演習課題 |
1. 保持具の説明文から、「これにより、本体部1を有する」から「能性が大変少なくなっている。」までの範囲を一字も変えずに書き写すこと。
2. 保持具の説明文によれば、保持具の離脱のために付与が必要な二つの力の方向は、互いに何度ずれているか。
3. 保持具の説明文の末尾に続けて、その先を書き進めること。

ページ |
####

これにより、本体部1を有する装置をケースなどに収まりよく良好に収納することができ、また、装置が撮像装置の場合、接写において被写体側の物体に干渉する可能性が極めて少ないので、良好な撮影をすることができる。
【0053】
保持具装着部9からの保持具7の離脱においては、力を付与する部材が独立した別部材(フック部7cとロックノブ10)であるので、意図せず離脱が行われる可能性が大変少なくなっている。
【0054】
離脱のために付与が必要な二つの力の方向も、最初の手順では、基部7kを本体部1へ押し込む方向であり、次の手順では、ロックノブ10を本体部1の前方に移動させる方向であるので、二つの力の方向は異なり、両者は90°ずれている。
【0055】
また、いずれの力も、付勢手段7c6,11により通常付勢されている方向とは反対の方向に、その付勢力に抗して付与する必要があるので、離脱が容易には行われないようになっている。
【0056】
本発明の実施例は、上述した構成及び手順に限定されるものではなく、本発明の要旨を逸脱しない範囲において変形例としてもよいのは言うまでもない。
【符号の説明】
【0057】
1 本体部
2 モニターパネル部
3 レンズ部
4 撮像素子
5 レンズバリア
6a,6b 収音孔
7 保持具
7a 輪状部
7b ベルト
7c フック部
7c1 ベルト孔
7c2 ブラケット部
7c3 開口部
7c4 凹部
7c5 スライダ
7c5a 天面
7c6 コイルばね(付勢手段)
7c7 縁部
7d1,7d2 面ファスナ
7k 基部
7p パッド部
8 保持具固定部
9 保持具装着部
9a 挿入口
9a1 リブ
9b ノブ用孔
9c 当接部
10 ロックノブ
10a ノブ部
10a1 ローレット
10b ロック片部
10b1 傾斜部
10b2 突出片
10b3 当接面
11 コイルばね(付勢手段)

####

記録データ |
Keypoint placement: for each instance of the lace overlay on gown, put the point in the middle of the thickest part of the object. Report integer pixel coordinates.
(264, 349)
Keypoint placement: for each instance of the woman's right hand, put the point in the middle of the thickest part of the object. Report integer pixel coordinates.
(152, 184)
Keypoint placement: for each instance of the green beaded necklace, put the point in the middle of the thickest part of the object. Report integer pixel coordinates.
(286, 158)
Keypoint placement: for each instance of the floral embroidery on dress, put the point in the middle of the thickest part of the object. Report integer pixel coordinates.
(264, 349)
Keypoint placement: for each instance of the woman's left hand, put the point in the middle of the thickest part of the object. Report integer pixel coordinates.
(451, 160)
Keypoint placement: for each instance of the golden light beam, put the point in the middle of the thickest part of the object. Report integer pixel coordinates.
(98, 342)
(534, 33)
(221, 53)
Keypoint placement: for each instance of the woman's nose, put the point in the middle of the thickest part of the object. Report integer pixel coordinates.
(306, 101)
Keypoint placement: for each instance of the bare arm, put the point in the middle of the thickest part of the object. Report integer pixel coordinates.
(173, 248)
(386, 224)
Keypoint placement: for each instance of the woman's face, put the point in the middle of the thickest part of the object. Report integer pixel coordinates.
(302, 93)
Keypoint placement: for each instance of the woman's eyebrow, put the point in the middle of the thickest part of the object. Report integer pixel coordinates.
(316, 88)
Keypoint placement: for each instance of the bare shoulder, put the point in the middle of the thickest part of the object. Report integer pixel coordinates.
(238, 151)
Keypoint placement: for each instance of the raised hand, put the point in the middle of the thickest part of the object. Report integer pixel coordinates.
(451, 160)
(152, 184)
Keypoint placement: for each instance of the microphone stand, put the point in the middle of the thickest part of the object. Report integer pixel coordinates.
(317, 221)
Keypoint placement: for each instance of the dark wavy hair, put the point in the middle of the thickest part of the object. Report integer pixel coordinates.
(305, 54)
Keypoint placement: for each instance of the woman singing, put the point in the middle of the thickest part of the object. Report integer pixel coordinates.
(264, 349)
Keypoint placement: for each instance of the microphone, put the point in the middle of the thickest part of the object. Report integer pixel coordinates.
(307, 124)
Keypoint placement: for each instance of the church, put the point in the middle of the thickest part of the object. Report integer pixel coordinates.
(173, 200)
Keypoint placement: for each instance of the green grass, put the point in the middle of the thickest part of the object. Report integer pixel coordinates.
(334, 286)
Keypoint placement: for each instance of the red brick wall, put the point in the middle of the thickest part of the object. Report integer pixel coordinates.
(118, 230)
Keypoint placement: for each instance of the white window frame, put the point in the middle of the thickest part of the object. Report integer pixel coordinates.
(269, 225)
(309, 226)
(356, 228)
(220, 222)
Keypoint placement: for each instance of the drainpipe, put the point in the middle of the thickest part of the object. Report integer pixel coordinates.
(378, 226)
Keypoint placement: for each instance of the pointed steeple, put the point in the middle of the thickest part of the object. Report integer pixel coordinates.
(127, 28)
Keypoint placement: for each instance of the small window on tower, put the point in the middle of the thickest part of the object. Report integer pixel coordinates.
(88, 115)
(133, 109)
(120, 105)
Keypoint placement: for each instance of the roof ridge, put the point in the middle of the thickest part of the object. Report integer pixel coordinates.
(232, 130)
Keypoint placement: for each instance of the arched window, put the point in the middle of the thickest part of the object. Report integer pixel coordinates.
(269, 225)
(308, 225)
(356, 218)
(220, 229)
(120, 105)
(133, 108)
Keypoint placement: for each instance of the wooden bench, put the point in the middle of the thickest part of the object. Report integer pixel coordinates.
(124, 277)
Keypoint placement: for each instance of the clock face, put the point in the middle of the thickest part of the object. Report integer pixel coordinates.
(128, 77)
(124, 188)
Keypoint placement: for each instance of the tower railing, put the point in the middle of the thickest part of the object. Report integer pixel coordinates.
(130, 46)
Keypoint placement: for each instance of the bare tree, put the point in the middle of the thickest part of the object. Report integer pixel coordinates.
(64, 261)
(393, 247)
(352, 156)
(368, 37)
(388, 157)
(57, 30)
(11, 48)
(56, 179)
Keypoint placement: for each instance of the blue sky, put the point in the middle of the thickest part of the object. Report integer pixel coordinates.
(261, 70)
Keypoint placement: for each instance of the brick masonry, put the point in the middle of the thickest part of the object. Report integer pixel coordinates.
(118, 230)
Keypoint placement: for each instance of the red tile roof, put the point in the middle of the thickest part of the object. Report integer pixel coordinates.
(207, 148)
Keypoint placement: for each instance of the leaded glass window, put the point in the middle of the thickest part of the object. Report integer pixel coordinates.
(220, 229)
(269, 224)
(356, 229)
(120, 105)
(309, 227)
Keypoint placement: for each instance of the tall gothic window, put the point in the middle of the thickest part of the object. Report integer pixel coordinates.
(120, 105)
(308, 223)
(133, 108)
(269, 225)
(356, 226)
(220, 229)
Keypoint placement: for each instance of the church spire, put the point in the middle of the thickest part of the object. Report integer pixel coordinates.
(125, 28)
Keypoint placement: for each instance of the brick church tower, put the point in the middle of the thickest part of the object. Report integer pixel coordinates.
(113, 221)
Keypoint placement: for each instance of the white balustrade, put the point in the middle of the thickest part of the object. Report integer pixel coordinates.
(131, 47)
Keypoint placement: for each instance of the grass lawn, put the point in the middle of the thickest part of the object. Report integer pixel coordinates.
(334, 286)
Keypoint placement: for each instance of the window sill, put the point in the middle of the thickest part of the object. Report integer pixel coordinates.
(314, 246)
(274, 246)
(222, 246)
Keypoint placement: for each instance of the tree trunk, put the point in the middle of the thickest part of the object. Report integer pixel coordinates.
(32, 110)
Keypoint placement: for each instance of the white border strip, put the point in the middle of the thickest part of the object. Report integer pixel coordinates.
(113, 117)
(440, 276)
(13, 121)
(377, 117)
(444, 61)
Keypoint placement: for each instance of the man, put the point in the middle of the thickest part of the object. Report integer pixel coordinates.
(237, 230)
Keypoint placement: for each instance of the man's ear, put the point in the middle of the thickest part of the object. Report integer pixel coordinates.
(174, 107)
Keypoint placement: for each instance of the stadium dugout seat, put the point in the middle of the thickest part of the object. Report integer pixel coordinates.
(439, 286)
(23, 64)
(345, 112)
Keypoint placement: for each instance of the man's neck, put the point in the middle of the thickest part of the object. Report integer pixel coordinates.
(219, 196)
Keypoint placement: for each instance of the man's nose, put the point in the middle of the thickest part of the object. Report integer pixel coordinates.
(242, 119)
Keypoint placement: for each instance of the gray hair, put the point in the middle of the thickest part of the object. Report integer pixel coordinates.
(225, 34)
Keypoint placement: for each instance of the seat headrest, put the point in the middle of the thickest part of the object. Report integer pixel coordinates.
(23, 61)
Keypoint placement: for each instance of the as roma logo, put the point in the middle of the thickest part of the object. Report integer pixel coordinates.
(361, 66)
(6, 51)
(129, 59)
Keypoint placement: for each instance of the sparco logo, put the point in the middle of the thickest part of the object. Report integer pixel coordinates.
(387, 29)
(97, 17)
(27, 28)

####

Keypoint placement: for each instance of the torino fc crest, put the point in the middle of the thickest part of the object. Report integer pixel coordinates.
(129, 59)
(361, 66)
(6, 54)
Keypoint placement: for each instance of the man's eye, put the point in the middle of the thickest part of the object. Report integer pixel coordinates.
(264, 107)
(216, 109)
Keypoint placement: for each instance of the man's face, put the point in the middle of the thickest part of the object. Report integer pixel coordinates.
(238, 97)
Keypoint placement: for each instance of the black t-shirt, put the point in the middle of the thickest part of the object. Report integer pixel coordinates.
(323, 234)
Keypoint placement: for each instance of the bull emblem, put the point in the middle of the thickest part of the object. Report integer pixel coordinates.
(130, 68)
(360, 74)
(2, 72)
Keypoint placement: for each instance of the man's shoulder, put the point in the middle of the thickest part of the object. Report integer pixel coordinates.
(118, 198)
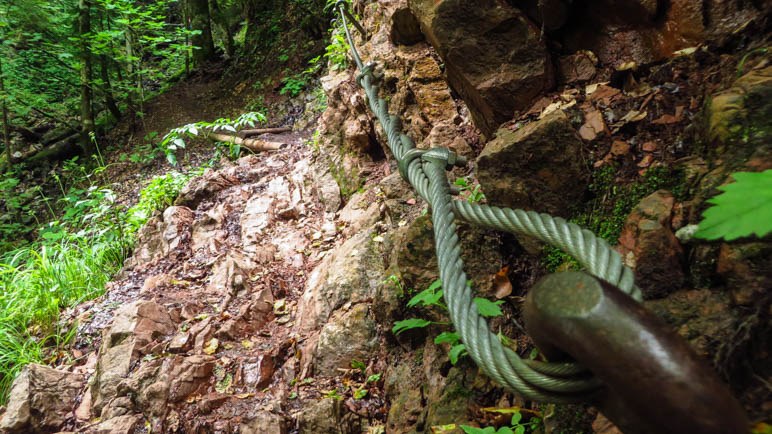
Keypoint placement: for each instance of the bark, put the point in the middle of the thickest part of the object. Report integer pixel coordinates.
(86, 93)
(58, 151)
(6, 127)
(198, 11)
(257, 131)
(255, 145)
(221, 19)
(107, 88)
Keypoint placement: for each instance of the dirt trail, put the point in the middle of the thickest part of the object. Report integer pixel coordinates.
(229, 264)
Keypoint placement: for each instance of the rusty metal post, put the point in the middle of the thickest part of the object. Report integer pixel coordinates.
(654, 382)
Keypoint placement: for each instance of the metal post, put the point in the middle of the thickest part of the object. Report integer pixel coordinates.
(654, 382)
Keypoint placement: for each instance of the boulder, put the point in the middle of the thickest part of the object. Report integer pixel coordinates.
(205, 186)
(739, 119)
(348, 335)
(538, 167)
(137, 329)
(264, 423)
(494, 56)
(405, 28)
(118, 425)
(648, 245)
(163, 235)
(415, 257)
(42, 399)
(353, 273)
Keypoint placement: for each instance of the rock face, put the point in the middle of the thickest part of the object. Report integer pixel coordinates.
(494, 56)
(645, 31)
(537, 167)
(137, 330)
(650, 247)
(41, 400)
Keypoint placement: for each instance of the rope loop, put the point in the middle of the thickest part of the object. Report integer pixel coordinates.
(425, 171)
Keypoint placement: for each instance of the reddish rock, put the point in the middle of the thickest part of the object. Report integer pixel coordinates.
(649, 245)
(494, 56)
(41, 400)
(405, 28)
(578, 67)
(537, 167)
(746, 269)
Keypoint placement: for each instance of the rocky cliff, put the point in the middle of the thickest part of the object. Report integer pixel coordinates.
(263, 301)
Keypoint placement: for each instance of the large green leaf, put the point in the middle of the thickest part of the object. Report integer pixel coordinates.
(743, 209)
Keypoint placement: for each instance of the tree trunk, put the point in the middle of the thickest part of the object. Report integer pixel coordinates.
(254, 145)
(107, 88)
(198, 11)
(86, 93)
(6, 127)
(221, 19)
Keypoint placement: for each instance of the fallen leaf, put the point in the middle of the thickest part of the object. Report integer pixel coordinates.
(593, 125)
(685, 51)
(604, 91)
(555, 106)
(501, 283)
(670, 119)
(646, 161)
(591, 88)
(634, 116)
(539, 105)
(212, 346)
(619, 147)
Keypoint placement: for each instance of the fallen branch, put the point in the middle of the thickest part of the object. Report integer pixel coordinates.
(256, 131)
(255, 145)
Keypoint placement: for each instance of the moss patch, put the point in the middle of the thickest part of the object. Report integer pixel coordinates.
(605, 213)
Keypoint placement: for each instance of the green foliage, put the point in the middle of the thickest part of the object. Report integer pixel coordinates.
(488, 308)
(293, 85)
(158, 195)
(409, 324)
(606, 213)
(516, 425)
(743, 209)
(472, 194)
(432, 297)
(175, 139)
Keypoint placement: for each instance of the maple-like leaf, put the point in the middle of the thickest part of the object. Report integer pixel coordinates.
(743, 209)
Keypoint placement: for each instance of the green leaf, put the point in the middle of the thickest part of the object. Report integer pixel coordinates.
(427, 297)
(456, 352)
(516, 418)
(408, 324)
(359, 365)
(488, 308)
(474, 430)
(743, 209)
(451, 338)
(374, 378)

####

想定解答 |
1.
これにより、本体部1を有する装置をケースなどに収まりよく良好に収納することができ、また、装置が撮像装置の場合、接写において被写体側の物体に干渉する可能性が極めて少ないので、良好な撮影をすることができる。
【0053】
保持具装着部9からの保持具7の離脱においては、力を付与する部材が独立した別部材(フック部7cとロックノブ10)であるので、意図せず離脱が行われる可能性が大変少なくなっている。

2. 90°ずれている。

3.
50 ビデオカメラ
51 電子機器

【特許請求の範囲】
【請求項1】
電子機器の本体部に少なくとも一方が着脱可能構造を有するよう設けられた2箇所の保持部の双方に装着された状態で前記電子機器のグリップベルトとして機能し、一方のみに装着された状態で前記電子機器のハンドストラップとして機能する電子機器保持具であって、
ベルトと、前記ベルトが挿通されると共に前記着脱可能構造を有して設けられた保持部に着脱可能に装着されるフック部と、を備え、
前記フック部は、
前記ベルトが挿通される孔を有する基部と、
開口部を有し前記基部から突出するよう形成されたブラケット部と、
前記開口部内に進退するよう移動可能とされたスライダと、
前記スライダを、前記開口部の開口面積を最も小さくする方向に移動させるよう付勢する付勢部材と、を備えたことを特徴とする電子機器保持具。
【請求項2】
電子機器にベルトを有する保持具を装着して前記電子機器を保持する電子機器保持構造であって、
前記電子機器は第1の係合手段を備え、
前記保持具は前記第1の係合手段に係合する第2の係合手段を備え、
前記第1の係合手段は、前記第2の係合手段との係合を維持する位置と開放する位置との間で移動可能なロック手段と、前記ロック手段を前記維持する位置に向け付勢する第1の付勢手段を有し、
前記第2の係合手段は、前記第1の係合手段との係合を維持する位置と開放
する位置との間で移動可能なスライダと、前記スライダを前記維持する位置に付勢する第2の付勢手段と、を有し、
前記第1及び第2の係合手段は、
互いに係合している状態で前記第1及び第2の付勢手段の付勢力により係合を維持する方向に付勢されると共に、前記第1の付勢手段に抗して前記ロック手段が前記開放する位置に移動されると共に前記第2の付勢手段に抗して前記スライダが前記開放する位置に移動されて係合が開放されるよう構成されていることを特徴とする電子機器の保持構造。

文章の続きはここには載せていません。